*Object pointing dataset rows*
========================================================================
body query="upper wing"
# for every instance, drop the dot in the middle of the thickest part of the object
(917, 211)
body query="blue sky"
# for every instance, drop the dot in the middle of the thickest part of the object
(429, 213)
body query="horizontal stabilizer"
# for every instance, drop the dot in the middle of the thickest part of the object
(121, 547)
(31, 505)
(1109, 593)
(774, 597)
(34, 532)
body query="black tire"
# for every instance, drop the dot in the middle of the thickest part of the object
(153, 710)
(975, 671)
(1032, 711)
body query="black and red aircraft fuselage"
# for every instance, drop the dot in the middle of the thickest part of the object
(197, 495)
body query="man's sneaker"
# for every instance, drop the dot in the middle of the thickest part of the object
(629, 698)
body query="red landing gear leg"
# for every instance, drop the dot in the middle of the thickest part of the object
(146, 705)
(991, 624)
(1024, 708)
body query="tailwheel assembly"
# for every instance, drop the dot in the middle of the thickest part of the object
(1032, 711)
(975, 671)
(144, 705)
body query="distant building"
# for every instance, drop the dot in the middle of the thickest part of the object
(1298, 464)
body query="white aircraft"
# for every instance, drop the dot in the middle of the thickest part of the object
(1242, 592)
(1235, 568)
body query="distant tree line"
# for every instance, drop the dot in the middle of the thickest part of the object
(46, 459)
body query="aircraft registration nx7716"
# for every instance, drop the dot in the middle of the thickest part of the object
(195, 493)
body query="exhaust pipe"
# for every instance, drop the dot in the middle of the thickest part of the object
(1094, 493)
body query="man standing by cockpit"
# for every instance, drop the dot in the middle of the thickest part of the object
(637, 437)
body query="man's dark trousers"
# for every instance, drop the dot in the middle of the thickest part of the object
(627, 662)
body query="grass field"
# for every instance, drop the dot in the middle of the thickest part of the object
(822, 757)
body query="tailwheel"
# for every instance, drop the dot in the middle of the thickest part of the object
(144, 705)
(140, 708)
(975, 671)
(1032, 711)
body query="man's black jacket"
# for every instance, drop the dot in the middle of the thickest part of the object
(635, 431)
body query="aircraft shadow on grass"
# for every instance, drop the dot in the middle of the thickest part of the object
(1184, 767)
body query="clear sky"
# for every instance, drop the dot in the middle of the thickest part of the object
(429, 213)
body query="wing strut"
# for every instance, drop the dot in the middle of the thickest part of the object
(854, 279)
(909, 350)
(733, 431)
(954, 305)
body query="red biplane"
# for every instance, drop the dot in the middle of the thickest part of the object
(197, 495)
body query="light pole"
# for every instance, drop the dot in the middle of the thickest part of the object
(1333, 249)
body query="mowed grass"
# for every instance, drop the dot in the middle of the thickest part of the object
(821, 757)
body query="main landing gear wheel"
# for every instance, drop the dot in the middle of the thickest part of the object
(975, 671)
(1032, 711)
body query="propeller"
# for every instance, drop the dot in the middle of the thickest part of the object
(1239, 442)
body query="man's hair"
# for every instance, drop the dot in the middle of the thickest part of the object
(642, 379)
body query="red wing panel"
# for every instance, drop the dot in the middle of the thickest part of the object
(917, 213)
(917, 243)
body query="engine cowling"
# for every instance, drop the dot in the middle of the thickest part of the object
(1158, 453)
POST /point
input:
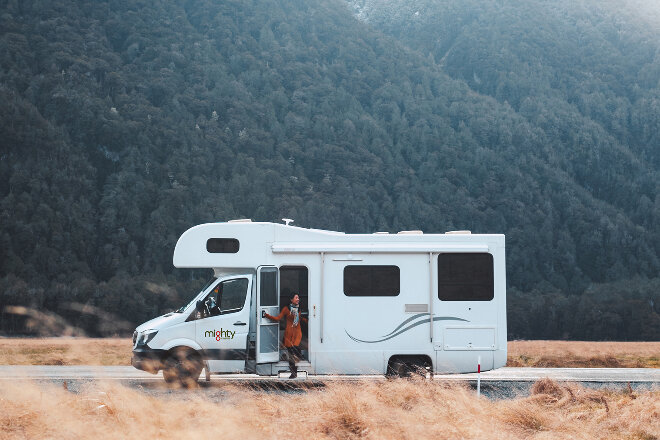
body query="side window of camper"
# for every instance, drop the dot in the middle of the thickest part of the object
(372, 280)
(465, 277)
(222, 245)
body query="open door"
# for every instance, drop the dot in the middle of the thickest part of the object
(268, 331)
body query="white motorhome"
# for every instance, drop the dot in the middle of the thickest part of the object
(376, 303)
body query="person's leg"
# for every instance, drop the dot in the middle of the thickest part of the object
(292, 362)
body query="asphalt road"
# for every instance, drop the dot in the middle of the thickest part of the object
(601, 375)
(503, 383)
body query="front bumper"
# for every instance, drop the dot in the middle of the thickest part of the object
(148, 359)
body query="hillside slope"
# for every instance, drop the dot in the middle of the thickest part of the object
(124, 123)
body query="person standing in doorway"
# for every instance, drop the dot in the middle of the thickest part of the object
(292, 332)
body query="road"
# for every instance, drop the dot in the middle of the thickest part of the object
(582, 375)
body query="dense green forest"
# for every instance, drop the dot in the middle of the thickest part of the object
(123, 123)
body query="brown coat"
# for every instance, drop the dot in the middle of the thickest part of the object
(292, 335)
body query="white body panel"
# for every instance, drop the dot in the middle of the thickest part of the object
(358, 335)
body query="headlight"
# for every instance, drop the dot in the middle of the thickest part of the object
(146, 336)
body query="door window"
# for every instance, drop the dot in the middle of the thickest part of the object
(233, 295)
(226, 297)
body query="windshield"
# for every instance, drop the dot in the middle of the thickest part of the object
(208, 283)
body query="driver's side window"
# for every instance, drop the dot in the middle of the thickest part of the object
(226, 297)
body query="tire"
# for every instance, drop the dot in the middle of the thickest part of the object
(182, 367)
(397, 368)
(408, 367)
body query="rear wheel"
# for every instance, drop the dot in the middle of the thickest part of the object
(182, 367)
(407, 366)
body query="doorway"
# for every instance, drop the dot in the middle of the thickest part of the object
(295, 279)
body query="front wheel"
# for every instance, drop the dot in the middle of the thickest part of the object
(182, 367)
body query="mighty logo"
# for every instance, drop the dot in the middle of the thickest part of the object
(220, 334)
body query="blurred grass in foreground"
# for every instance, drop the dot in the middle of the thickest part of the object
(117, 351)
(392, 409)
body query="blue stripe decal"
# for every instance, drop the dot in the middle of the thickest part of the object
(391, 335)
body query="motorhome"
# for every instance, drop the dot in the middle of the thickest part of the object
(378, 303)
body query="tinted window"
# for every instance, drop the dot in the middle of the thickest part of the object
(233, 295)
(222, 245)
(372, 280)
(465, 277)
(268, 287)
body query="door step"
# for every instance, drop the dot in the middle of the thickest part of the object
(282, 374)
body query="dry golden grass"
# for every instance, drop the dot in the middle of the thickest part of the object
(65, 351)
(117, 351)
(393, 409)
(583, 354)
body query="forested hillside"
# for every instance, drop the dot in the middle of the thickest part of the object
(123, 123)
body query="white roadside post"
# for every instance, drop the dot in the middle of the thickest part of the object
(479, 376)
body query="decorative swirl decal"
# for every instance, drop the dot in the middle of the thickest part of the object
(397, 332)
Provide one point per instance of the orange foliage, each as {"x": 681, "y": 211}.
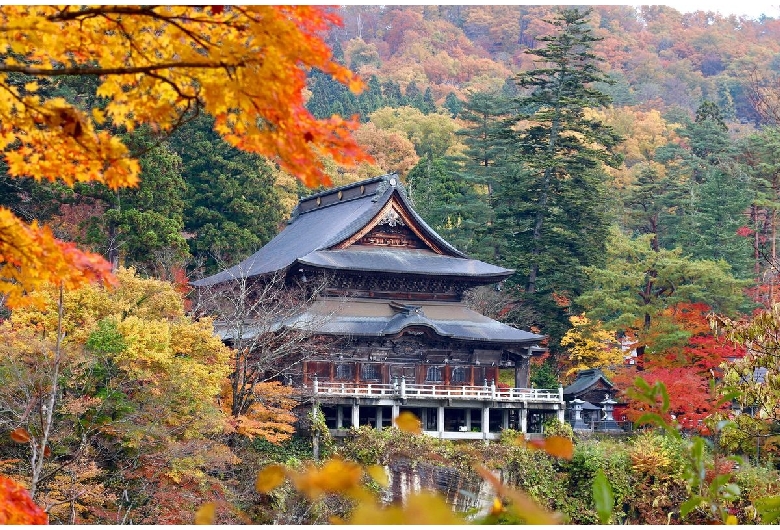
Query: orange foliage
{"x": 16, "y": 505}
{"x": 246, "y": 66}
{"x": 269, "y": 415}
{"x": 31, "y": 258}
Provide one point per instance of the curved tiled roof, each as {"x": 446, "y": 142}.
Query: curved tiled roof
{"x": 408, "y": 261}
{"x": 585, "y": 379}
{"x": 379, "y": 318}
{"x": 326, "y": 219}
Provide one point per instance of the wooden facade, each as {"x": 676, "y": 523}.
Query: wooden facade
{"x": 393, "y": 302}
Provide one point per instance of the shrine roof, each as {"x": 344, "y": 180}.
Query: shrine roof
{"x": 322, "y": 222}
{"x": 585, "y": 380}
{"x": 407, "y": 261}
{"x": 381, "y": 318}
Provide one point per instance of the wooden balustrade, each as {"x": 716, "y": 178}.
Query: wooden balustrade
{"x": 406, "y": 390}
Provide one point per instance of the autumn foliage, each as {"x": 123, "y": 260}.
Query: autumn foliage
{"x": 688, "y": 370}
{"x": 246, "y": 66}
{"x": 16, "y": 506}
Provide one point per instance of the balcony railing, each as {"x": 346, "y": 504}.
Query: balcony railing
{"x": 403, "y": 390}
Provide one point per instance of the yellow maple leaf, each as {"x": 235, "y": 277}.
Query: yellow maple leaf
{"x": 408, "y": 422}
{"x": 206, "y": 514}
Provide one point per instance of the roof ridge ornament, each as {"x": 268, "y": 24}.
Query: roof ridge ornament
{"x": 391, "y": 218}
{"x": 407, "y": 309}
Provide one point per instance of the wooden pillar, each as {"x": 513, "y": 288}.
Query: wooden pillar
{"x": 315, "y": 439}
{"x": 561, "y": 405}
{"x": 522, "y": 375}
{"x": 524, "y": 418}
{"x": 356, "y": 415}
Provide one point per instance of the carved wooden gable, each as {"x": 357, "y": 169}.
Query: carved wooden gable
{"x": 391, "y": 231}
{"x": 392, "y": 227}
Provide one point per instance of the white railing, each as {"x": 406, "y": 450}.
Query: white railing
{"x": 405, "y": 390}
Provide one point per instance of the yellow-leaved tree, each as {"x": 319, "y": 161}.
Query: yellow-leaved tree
========================================================================
*Work to complete*
Copy out again, unchanged, every line from the one containing "Provide one point per instance of the roof" through the end of the material, including both ends.

*The reply*
Provide one point per instance of the roof ridge ornament, each as {"x": 268, "y": 24}.
Query: roof ridge ornament
{"x": 391, "y": 218}
{"x": 407, "y": 309}
Provide one point per instance of the wooden pillar, each as {"x": 513, "y": 288}.
Query: wooden pillar
{"x": 315, "y": 439}
{"x": 561, "y": 405}
{"x": 522, "y": 375}
{"x": 524, "y": 418}
{"x": 356, "y": 415}
Provide one point per instance of the carved wooden gable, each as {"x": 357, "y": 169}.
Query: carved wooden gable
{"x": 391, "y": 231}
{"x": 392, "y": 227}
Provide one point per instance of the white railing, each as {"x": 406, "y": 450}.
Query: white railing
{"x": 405, "y": 390}
Provide one point per instance of the yellow-leaved tree, each as {"x": 319, "y": 161}.
Query: yellow-leaved tree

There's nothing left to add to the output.